Please rewrite the lines below with "gold hoop earring" swapped for "silver hoop earring" wherever it occurs, leaving everything else as it is. Omit the pictures from your answer.

--- Begin INFORMATION SHOWN ---

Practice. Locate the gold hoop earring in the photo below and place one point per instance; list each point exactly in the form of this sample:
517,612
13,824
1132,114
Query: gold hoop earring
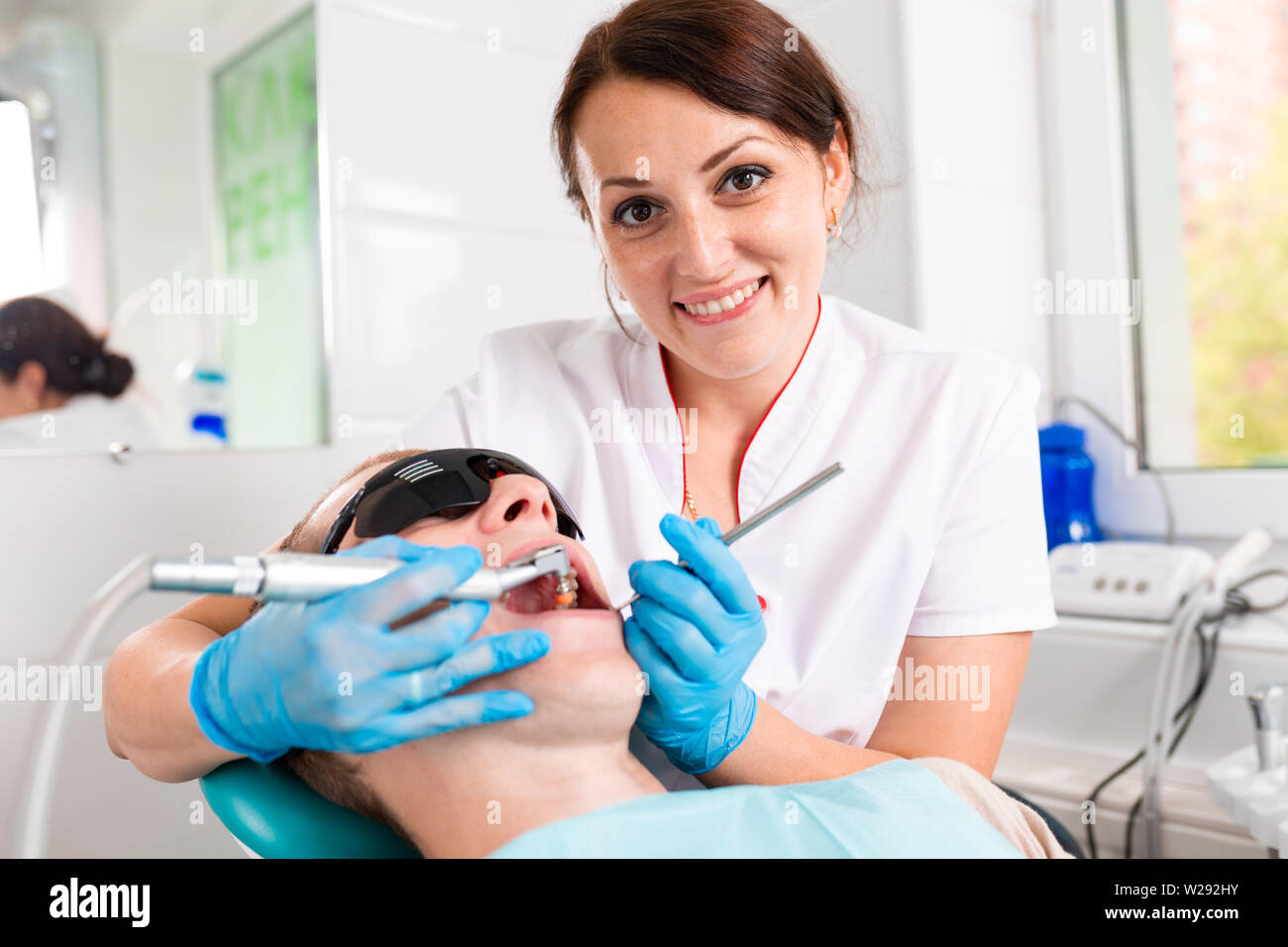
833,224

--- End INFORMATION SHOWN ---

FINISHED TASK:
Practice. Locate the silver hoop earring in the photo below and place one point per instance; list each point exactly in the form of this sample:
517,612
13,824
1132,114
Query: silver hoop earring
833,224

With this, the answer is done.